TASK LIST:
1 - In the comments on doctors and hospitals, which hospitals are named as places Randolph ships patients to?
2 - Write the next part of the comments on doctors and hospitals, picking up after their final sentence.

DOCUMENT EXTRACT:
You'll be a saint yet Dr. Johnson, and if I have to petition Rome to do it.
I'm no saint.
I'm not a doormat either.
My pediatrician when i was a youngster was Dr. Cochran. Since I was a "frequent-flier" as I was always getting into something, He did make house calls when needed.
In that time, the Pediatrician was looked up to and regarded with the highest authority. they mended us, healed us, put us back together and put us back to playing.
That is when the speciality meant something.
Now its all about money. I have seen hospitals (touting that they are the end all be all in healthcare)ship patients to other hospitals, i.e. Randolph ship to Duke, UNC, Baptist, because they did not have the expertise to handle the situation. I"ve seen it all too often.
A shiny new building won't help. Neither will alcohol work to attract any younger doctors. but it might help to deaden the nerves when you get the bill from these specialtiy hospitals. Maybe Randolph should open a bar in the waiting rooms. that way they can get direct profit from the alcohol.

GIVEN RECORDS:
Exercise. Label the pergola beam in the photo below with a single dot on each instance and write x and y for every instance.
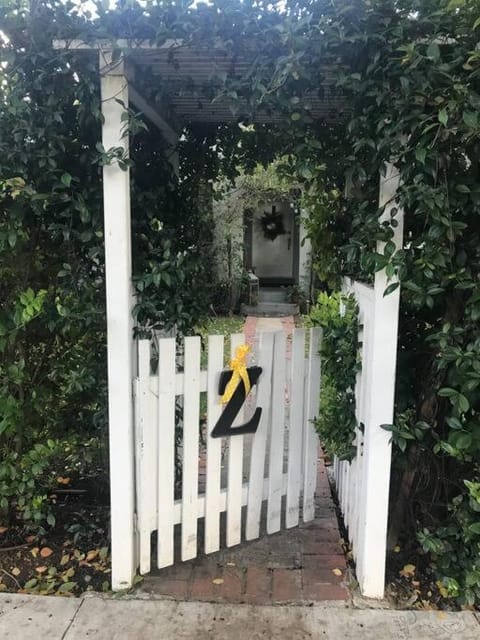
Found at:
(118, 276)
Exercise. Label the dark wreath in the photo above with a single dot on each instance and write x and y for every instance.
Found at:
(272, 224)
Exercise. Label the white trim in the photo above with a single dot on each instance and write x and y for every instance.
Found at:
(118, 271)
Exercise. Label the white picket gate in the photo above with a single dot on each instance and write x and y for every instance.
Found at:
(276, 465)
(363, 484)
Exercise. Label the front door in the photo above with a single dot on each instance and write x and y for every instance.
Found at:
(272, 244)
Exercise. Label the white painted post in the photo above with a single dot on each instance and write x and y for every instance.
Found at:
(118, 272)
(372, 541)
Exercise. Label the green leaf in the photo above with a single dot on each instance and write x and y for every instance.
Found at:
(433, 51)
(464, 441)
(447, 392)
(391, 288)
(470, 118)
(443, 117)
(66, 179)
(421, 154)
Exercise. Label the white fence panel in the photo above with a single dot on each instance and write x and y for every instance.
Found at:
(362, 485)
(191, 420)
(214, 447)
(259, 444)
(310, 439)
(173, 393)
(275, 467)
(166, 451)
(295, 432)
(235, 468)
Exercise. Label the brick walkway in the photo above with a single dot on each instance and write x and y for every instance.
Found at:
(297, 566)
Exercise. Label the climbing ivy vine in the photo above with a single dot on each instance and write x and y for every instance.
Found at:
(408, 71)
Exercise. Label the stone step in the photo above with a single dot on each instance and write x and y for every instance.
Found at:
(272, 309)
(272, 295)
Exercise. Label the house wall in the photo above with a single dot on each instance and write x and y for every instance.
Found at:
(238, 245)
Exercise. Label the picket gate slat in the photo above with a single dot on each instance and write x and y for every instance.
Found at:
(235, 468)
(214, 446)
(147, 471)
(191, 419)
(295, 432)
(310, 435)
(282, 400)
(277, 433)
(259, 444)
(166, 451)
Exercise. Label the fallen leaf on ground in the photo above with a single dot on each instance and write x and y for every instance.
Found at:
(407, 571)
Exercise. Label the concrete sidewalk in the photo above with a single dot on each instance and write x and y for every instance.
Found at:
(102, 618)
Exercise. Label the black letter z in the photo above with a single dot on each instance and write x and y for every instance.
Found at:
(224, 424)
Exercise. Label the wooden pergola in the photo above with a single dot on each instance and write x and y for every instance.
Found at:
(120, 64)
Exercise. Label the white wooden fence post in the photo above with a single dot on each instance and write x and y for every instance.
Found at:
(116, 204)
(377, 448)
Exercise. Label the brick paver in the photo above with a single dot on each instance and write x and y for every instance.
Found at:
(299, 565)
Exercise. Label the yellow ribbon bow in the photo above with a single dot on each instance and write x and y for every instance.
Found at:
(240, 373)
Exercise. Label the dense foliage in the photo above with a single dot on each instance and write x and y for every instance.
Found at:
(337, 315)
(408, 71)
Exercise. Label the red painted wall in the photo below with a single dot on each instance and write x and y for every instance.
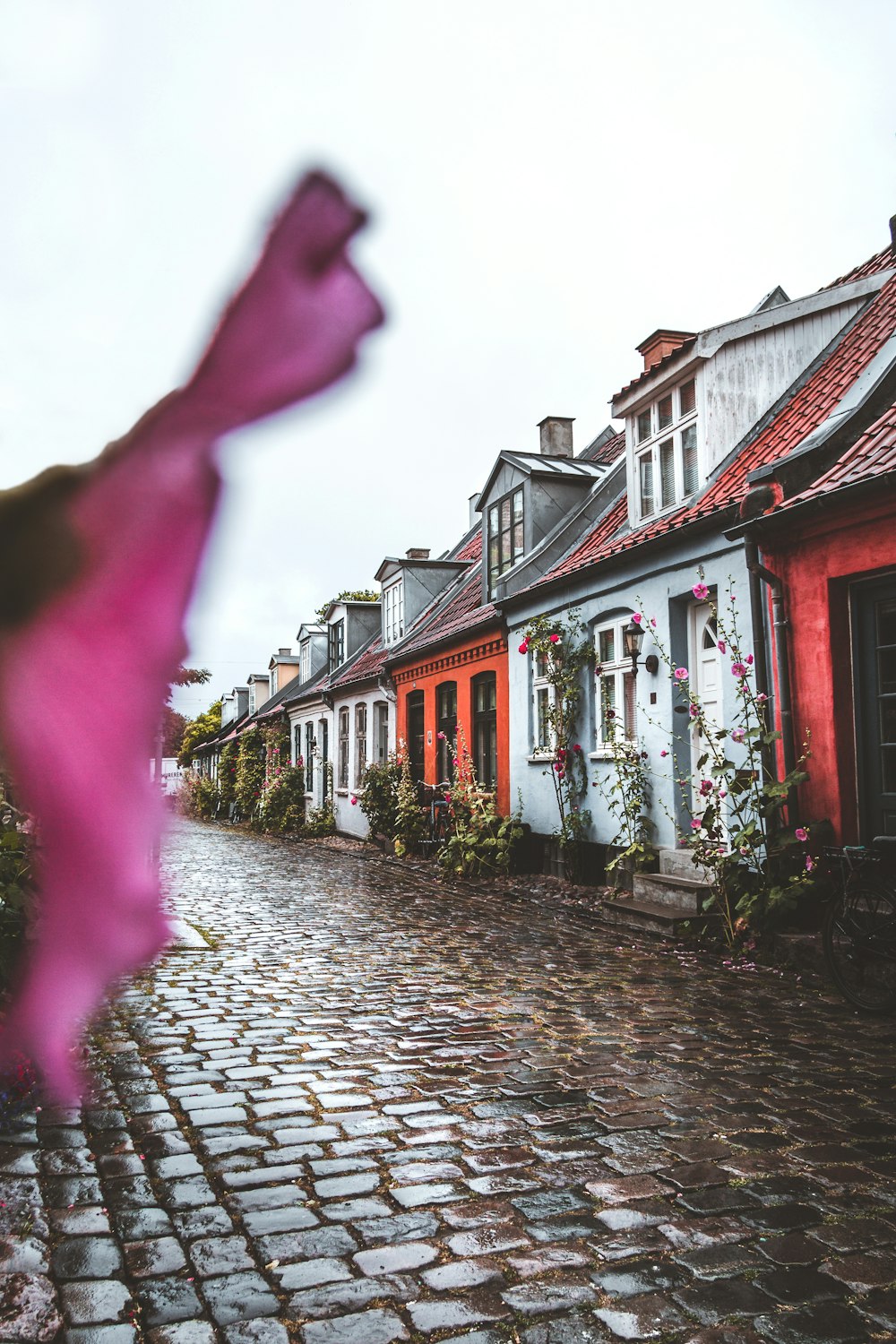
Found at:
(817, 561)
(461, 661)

ANSWERS IN ORDER:
1 - Duke, UNC, and Baptist.

2 -
Dr. Mary you are a Godsend. You have fought and continue to fight a good fight. You are not a doormat. I am honored to call you a friend.
Your ramblings are incredible.
Just for kicks, I copied and pasted this into MS Word...14 pages! Nearly 7,000 words. That's about 7 average newspaper stories.
No wonder I can't follow anything you write for more than a few paragraphs. And no matter what you're writing about, somehow it all comes back to your sob story of personal injustice.
You are completely mental.
The first inclination one has when one receives a comment like this is to delete it.
"Carolina Princess", there's nothing on your profile (total hits 3 . . . 2 of which are mine - and one of those was accidental) to allude as to who you are or where your expertise/life experience lies. But it seems you know something of journalism - at least the way it's practiced locally.
You also would appear to fit right in with the Cone/Polinsky/Smith/Robinson contingent of the GSO blogosphere . . . i.e. slam, duck and run. You even repeat some of the very old, very tired put-downs. Ill just bet you liked John Edwards for President too.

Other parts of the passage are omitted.